Reproduce word for word the material from its first line up to and including the line that contains "667, 700, 1200, 796".

* [TASK INPUTS]:
==*==

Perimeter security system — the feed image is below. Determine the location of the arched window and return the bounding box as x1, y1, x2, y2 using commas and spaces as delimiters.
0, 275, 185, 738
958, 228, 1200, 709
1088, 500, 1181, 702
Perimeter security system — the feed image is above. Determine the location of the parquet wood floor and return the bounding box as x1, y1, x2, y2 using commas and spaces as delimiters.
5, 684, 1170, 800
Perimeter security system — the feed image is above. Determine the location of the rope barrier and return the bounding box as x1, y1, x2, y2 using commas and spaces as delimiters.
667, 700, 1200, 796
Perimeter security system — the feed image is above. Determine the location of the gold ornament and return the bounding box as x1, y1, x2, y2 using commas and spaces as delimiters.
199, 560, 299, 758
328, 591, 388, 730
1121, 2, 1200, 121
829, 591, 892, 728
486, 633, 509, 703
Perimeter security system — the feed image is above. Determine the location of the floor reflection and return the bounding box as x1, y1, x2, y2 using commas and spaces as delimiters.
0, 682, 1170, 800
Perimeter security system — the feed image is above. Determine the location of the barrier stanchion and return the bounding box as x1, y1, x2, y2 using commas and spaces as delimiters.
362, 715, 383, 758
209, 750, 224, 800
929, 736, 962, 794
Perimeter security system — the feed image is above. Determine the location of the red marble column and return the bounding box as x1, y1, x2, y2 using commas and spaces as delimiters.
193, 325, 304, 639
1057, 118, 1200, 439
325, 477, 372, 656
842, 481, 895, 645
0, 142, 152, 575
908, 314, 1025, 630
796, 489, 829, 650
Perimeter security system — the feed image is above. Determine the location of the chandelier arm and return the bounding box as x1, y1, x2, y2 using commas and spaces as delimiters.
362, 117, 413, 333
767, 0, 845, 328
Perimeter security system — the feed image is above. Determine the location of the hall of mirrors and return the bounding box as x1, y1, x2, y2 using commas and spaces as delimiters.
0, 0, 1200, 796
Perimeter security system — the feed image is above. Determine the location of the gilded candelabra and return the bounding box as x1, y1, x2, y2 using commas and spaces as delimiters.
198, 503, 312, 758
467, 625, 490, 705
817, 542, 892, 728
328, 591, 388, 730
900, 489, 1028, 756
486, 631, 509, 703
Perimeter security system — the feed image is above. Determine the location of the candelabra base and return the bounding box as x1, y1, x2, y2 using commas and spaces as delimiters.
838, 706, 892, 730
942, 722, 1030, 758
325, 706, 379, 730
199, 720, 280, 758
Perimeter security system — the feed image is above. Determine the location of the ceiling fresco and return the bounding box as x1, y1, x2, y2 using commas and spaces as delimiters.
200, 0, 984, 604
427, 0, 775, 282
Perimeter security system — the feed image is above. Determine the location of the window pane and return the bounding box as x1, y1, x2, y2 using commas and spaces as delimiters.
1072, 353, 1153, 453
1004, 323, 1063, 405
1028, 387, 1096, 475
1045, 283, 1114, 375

==*==

* [SOLVED PROBLEM]:
Perimeter security system — the feed image is below. Determine the location of the arched window and return the bounding box as x1, y1, x2, y2 using commas and spaces as delimiters.
0, 275, 185, 738
958, 228, 1200, 709
1088, 500, 1181, 702
Perimeter security system — the feed image is above. Determine the location of the parquet wood floor and return the bounding box as x1, y1, x2, y2 using commas and spaces as delimiters.
5, 684, 1170, 800
Perimeter security system — the feed image is above. Determine the location of the rope barrier and return the bounding box as x1, y1, x2, y2 using commas and spaces as delimiters.
667, 700, 1200, 796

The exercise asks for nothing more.